(Extrait proposé):
· · ·

Rome, le seul dans le monde : cela suffisait à l’univers. Plus le vide qui se creuserait après lui serait grand, plus on admirerait l’homme qui l’avait comblé seul de son nom et de son génie. Cela était impie. L’égoïsme est la politique de l’impiété.

Voyons dans l’état de Rome, au retour de César, ce qui pouvait concourir à nuire, dans les dispositions de l’Italie, à l’une ou l’autre des grandes combinaisons politiques qui s’offraient au choix de César.

Dans le parti des hommes de bien, tout était mort, banni ou absent ; l’indignation sourde avait succédé à la guerre ouverte ; Cicéron et Brutus étaient les seuls qui fussent rentrés en Italie et qui conservassent quelque commerce avec le destructeur de leur parti. Encore avec quelle défiance parlent-ils de César ! « Brutus prétend, écrit Cicéron, que César apporte de bonnes dispositions pour les gens de bien. Mais les gens de bien, où les trouvera-t-il ? À moins qu’il n’aille les chercher dans l’empire de la mort, où il les a tous envoyés ! Sa tyrannie n’est que trop bien affermie dans ce monde-ci. »

Cependant César flattait avec affectation ces restes du parti du sénat pour dissimuler, aux yeux de l’opinion publique, le vide d’honneur et de vertu qui se faisait autour de lui, et pour essayer de présenter au peuple un fantôme d’institutions libres sous la servitude. Il permettait à Cicéron de publier un éloge de Caton, et il publiait lui-même l’Anti-Caton, livre dans lequel il louait beaucoup Cicéron, tout en le réfutant, comme s’il ne s’agissait que d’une lutte philosophique et littéraire entre la république et César. Il poussait la déférence jusqu’à rendre visite à Cicéron dans sa maison de campagne, à prendre le bain et à se promener au bord de la mer, dans des entretiens familiers, avec l’ami de Caton.

· · ·

(Données affichées):
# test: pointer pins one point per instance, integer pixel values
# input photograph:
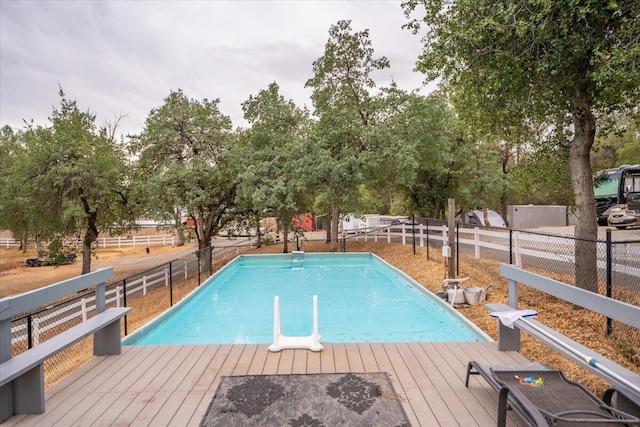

· · ·

(Problème à traiter): Dans le passage sur César, pourriez-vous reprendre le texte qui commence aux mots « Cependant César flattait » et s'arrête après « l’ami de Caton. », en remplaçant « maison de campagne » par « villa » ?

(Réponse):
Cependant César flattait avec affectation ces restes du parti du sénat pour dissimuler, aux yeux de l’opinion publique, le vide d’honneur et de vertu qui se faisait autour de lui, et pour essayer de présenter au peuple un fantôme d’institutions libres sous la servitude. Il permettait à Cicéron de publier un éloge de Caton, et il publiait lui-même l’Anti-Caton, livre dans lequel il louait beaucoup Cicéron, tout en le réfutant, comme s’il ne s’agissait que d’une lutte philosophique et littéraire entre la république et César. Il poussait la déférence jusqu’à rendre visite à Cicéron dans sa villa, à prendre le bain et à se promener au bord de la mer, dans des entretiens familiers, avec l’ami de Caton.